Excerpt>
-- BEGIN --

Bug#939904: Temporary network disruption during upgrade
Raphaël Halimi
raphael.halimi at gmail.com
Thu Aug 18 17:07:37 BST 2022
Le 18/08/2022 à 16:59, Luca Boccassi a écrit :
> No, custom and unsupported setups are unsupported. Compatibility is
> provided for default environments, anything outside of it can and will
> break at any given time, and it's not really feasible to do otherwise
> given the uncountable amount of possible permutations. This time
> there's a clear and unambiguos NEWS entry with a notification, which
> doesn't even always happen.
What I meant is that I thought systemd-networkd (which partly relies on
systemd-resolved) was considered supported since it was shipped with
systemd and thus installed by default (unlike, for example, netplan),
albeit not enabled.
Should I understand that the only supported way to configure the network
in Debian is ifupdown with a plain /etc/resolv.conf file, and everything
outside of this scope is considered custom and thus, unsupported ? I'm
not being ironical here, it's a legitimate question.

-- END --

To do>
**A.** In the bug-report message, why had the writer assumed that systemd-networkd counted as a supported setup?
**B.** From the bug-report message, print the passage that begins at the words "What I meant" and ends after the words "albeit not enabled.".

Excerpted records>
-- BEGIN --

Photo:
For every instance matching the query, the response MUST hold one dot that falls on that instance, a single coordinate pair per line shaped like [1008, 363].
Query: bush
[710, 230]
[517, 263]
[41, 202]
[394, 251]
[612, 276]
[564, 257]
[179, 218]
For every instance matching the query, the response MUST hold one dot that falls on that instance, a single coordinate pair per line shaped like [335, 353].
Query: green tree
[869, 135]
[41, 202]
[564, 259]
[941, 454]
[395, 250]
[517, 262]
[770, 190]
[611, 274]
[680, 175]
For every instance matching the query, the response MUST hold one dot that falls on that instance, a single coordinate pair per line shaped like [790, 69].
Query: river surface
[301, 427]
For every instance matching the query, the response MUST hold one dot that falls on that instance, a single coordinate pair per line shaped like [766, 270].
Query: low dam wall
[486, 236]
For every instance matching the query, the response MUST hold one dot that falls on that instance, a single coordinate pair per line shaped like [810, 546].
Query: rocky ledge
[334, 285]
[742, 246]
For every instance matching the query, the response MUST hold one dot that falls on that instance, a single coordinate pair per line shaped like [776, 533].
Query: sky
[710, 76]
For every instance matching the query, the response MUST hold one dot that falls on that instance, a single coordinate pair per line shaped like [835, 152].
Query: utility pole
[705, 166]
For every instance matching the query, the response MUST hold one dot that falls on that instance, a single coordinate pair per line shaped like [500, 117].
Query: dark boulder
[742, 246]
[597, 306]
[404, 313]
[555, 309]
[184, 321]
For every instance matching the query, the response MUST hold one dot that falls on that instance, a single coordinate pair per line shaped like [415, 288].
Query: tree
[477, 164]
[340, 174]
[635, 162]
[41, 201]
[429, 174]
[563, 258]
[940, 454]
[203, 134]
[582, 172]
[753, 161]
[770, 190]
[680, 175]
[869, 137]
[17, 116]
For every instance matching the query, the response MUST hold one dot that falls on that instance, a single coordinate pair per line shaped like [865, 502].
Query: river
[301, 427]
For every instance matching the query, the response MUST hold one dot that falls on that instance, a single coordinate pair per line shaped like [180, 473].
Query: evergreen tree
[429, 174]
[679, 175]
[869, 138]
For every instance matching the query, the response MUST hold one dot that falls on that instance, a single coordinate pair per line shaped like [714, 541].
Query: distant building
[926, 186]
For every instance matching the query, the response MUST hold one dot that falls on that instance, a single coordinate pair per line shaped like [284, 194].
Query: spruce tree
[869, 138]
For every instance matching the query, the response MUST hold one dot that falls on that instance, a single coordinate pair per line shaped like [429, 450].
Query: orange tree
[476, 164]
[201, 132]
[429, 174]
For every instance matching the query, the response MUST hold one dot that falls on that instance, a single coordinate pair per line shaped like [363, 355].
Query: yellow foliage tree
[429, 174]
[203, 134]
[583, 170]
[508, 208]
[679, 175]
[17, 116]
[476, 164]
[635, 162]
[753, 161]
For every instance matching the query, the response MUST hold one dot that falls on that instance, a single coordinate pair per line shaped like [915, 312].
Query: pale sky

-- END --
-- BEGIN --

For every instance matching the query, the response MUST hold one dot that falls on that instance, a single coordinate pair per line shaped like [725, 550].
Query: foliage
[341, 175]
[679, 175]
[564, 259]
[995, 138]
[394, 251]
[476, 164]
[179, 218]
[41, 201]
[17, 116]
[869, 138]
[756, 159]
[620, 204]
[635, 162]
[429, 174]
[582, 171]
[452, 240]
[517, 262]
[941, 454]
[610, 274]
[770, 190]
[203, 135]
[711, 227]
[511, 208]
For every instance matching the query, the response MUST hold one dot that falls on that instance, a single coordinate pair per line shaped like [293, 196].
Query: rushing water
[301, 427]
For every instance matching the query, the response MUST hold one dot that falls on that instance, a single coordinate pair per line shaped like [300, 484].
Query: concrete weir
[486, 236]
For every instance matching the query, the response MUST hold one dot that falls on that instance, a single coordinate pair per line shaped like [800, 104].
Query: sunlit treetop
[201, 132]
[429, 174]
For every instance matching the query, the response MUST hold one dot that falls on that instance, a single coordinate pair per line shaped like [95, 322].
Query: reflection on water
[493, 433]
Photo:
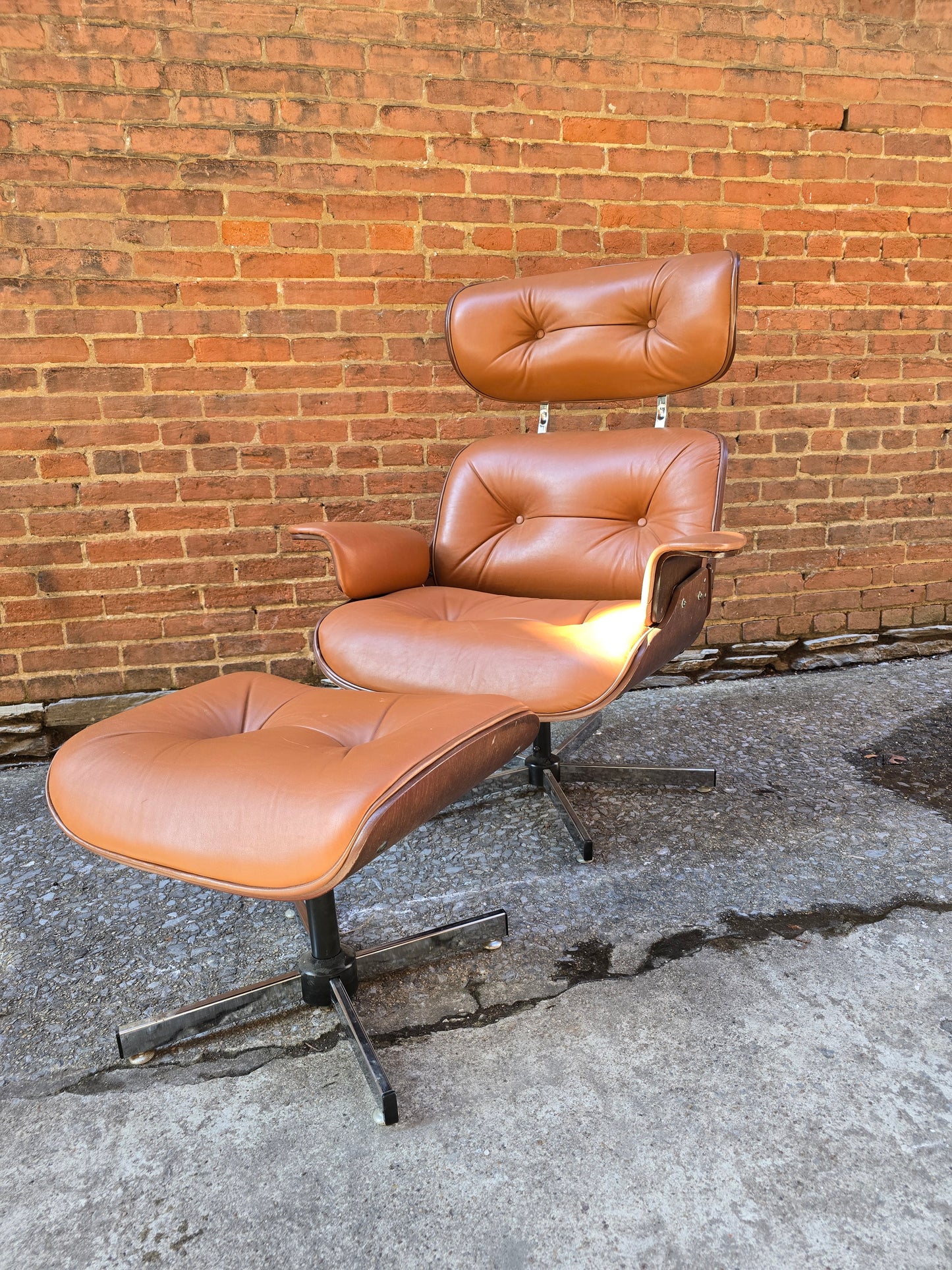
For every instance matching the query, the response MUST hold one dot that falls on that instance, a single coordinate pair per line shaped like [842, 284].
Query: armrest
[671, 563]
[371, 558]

-- END --

Solutions by task>
**A.** The writer thought it was supported because it ships with systemd and is therefore installed by default, unlike netplan, even though it is not enabled.

**B.**
What I meant is that I thought systemd-networkd (which partly relies on
systemd-resolved) was considered supported since it was shipped with
systemd and thus installed by default (unlike, for example, netplan),
albeit not enabled.